-- Start SUPPLIED TEXT --
Showing posts with label names. Show all posts
Showing posts with label names. Show all posts

Thursday, December 03, 2009

On names

Currently, I'm percolating a couple of stories in my head. One of them is set in the Mad, Bad & Dangerous/Almost Human world, and features a demirep heroine and a rather shady hero. She has a name--Elena--but he doesn't.

Why do I have more trouble naming male characters than female? Perhaps because there's a broader range of heroine characteristics, and names to suit, than there are male. I've written heroines who were short or tall, thin or voluptuous, bright or sharp or sweet (well, maybe not that sweet) or clever or clumsy or beautiful or shy. Whereas my heroes tend, broadly, to fall into the tall, muscular, smart, handsome, handy-with-a-weapon and handy-with-a-quip category.

And there are only so many names to suit them. Why is it that I can write a heroine with a daft name and let her grow into it, but can't quite do the same for my heroes? Although I have been known to give them embarrassing names they tend not to use (Tanner, who turned up in Almost Human, is universally known by his surname since he hates being called Leander).
-- End SUPPLIED TEXT --
[PROBLEM] Transcribe the part of the blog post on names between "Why do I have" and "being called Leander).", inclusive.
-- Start RECORDS PROVIDED --
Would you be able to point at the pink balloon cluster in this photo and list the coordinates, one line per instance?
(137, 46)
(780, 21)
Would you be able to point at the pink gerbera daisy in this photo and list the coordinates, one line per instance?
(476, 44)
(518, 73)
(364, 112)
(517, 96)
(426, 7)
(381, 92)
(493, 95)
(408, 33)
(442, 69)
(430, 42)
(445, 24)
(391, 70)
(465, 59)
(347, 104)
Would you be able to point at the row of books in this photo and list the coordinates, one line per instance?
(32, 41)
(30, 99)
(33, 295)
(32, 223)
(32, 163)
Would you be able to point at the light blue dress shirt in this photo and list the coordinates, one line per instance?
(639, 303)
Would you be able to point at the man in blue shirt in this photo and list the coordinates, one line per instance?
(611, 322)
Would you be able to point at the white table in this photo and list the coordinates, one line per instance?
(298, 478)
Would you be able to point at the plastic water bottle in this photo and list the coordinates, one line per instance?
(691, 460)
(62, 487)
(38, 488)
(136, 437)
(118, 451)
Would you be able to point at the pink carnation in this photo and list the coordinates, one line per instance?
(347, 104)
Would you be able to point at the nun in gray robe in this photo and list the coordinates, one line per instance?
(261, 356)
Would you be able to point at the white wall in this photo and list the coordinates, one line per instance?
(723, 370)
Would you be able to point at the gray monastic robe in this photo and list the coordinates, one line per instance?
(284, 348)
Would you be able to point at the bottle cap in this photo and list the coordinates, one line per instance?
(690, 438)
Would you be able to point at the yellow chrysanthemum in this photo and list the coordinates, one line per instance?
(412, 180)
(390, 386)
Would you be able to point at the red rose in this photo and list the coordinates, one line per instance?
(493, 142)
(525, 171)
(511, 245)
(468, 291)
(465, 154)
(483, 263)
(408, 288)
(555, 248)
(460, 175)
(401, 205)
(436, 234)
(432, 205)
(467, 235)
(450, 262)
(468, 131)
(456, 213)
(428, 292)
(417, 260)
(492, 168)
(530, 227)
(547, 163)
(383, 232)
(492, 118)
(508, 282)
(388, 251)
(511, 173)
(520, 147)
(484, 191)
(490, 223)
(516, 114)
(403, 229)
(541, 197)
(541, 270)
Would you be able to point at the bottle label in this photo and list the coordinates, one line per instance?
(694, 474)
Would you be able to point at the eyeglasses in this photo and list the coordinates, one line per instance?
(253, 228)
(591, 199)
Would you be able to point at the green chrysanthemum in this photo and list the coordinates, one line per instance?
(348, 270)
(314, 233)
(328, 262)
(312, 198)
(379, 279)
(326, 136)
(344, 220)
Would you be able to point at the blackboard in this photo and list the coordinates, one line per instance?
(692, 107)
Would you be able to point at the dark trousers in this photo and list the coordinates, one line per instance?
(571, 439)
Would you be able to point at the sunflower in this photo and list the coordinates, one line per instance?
-- End RECORDS PROVIDED --
[REPLY]
Why do I have more trouble naming male characters than female? Perhaps because there's a broader range of heroine characteristics, and names to suit, than there are male. I've written heroines who were short or tall, thin or voluptuous, bright or sharp or sweet (well, maybe not that sweet) or clever or clumsy or beautiful or shy. Whereas my heroes tend, broadly, to fall into the tall, muscular, smart, handsome, handy-with-a-weapon and handy-with-a-quip category.

And there are only so many names to suit them. Why is it that I can write a heroine with a daft name and let her grow into it, but can't quite do the same for my heroes? Although I have been known to give them embarrassing names they tend not to use (Tanner, who turned up in Almost Human, is universally known by his surname since he hates being called Leander).